**Work to do:**
Transcribe each of the items below word for word, without altering anything.

**Available records:**
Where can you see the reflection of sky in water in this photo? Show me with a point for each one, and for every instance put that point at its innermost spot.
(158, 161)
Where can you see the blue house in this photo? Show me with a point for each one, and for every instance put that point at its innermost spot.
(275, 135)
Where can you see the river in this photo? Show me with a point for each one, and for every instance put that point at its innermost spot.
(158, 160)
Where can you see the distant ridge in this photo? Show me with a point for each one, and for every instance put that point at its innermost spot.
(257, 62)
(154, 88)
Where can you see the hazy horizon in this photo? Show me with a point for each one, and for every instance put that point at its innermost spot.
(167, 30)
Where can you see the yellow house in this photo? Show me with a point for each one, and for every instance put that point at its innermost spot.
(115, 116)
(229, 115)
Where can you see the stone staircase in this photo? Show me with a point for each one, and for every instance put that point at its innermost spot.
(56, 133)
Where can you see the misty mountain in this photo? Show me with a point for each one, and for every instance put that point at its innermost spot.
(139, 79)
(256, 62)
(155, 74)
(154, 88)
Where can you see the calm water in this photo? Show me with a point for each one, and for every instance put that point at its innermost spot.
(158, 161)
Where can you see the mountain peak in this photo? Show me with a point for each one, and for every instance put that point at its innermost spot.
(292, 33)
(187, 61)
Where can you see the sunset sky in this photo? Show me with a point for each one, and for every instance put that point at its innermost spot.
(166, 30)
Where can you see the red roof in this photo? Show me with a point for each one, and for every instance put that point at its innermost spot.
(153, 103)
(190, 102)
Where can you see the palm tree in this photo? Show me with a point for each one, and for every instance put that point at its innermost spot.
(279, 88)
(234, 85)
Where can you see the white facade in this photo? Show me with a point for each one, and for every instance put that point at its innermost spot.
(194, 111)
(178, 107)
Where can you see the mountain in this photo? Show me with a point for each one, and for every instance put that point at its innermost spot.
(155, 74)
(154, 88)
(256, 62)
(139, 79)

**Written response:**
Where can you see the reflection of sky in water in this photo? Show me with a point for each one, and for every instance put that point at its innermost spot.
(158, 161)
Where can you see the blue house in this photo? Show me with a point for each one, and for every instance put that point at its innermost spot.
(275, 135)
Where can you see the river in this photo? Show me with a point for each one, and for every instance put that point at its innermost spot.
(158, 160)
Where can you see the distant ridge in this photo? Show me with a point for each one, and for every instance put that point at its innermost spot.
(257, 62)
(154, 88)
Where can you see the hazy horizon in this photo? Show me with a point for each one, and for every instance put that point at its innermost spot.
(167, 30)
Where can you see the yellow house in this photo? Show me with a point for each one, and for every instance put that point at its innermost spot.
(115, 116)
(229, 115)
Where can you see the stone staircase in this photo? Show me with a point for each one, and for every instance put that point at its innermost spot.
(56, 133)
Where can you see the misty mountain in this photo? Show me with a point for each one, and for every instance put that point at its innermost spot.
(139, 79)
(256, 62)
(155, 74)
(154, 88)
Where can you see the calm water in this photo? Show me with a point for each one, and for every instance put that point at its innermost spot.
(158, 161)
Where can you see the mountain peak in this photo? Show me with a point for each one, and for every instance put that point at its innermost spot.
(292, 33)
(187, 61)
Where can you see the sunset sky in this photo? Show me with a point for each one, and for every instance put that point at its innermost spot.
(166, 30)
Where can you see the red roof in this photo? Show me with a point for each one, and for every instance put that point at its innermost spot.
(153, 103)
(190, 102)
Where can you see the palm tree in this photo? Show me with a point for each one, and for every instance put that point at its innermost spot.
(279, 88)
(234, 85)
Where can you see the white facade in this photo? Show me with a point for each one, and for every instance put that point at its innermost spot.
(194, 111)
(178, 107)
Where can you see the mountain in this photo? Show me with a point for each one, and for every instance put that point at its innermost spot.
(155, 74)
(154, 88)
(256, 62)
(139, 79)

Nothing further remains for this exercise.